▶ LISTING

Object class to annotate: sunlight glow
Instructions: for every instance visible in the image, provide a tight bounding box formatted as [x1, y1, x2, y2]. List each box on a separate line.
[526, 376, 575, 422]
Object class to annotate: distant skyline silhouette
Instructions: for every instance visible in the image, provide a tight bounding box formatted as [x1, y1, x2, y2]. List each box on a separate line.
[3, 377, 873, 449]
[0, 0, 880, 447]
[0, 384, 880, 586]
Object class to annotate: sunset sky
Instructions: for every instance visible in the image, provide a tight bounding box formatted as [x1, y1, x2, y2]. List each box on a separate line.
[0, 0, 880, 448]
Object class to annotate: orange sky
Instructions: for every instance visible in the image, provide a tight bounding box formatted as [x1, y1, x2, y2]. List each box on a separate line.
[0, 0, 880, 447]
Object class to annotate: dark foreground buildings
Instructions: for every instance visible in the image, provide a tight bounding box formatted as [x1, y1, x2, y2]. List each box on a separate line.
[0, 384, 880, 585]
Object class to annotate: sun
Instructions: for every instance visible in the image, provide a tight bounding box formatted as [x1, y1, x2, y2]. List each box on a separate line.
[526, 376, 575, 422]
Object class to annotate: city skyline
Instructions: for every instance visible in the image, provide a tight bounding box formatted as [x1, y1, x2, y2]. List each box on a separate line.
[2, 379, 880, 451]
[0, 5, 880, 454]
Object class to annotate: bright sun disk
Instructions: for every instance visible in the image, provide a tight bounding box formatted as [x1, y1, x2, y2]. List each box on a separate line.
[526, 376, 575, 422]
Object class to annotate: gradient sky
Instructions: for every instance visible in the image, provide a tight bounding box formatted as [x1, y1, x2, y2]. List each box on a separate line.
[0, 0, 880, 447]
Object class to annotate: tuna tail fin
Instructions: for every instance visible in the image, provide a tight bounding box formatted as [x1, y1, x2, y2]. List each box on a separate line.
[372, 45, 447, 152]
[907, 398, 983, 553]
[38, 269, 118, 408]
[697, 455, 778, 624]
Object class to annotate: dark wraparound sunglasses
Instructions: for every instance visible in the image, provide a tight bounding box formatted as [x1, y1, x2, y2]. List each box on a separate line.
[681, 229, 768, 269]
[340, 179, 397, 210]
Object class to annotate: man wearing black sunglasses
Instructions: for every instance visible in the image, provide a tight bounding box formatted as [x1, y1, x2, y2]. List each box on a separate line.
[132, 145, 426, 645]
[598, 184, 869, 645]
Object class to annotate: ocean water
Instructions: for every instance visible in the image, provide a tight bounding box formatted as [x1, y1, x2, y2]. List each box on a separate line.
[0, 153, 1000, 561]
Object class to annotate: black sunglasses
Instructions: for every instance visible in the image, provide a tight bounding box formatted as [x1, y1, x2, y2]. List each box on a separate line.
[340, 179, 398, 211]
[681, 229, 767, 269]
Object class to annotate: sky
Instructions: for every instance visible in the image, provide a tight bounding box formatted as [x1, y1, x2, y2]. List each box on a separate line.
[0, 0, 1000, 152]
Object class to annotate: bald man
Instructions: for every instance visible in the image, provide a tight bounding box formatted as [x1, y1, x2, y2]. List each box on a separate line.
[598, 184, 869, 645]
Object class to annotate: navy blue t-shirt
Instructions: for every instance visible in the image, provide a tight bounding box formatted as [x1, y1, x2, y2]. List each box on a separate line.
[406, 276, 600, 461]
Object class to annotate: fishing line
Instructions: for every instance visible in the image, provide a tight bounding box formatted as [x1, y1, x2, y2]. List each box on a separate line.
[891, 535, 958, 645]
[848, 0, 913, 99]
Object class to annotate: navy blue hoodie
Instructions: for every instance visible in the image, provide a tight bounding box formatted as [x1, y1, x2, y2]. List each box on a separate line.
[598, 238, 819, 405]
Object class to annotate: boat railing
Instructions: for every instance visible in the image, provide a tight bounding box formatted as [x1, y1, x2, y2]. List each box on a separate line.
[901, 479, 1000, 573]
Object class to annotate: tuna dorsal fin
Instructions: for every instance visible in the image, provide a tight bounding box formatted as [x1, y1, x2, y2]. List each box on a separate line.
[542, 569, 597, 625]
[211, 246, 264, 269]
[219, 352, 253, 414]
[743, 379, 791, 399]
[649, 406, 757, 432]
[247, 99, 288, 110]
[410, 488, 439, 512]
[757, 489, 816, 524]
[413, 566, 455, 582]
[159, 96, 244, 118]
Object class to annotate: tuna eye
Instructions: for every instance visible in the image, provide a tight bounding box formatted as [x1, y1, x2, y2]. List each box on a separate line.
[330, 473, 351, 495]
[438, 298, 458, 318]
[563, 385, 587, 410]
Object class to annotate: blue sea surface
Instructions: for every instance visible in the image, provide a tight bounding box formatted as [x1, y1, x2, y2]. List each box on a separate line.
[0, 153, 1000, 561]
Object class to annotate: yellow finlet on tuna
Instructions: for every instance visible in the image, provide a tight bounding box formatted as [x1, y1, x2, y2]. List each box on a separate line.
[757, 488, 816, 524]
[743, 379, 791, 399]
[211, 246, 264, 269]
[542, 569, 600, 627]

▶ WHAT TO DO
Report every line of the entries above that contains the word "tuna", copying each line in full. Case counts.

▶ FINAL ANSWER
Object class to annotate: tuna tail fin
Object class to annotate: tuna dorsal fin
Object class to annotate: tuna eye
Object class to annotate: yellow finlet on tuna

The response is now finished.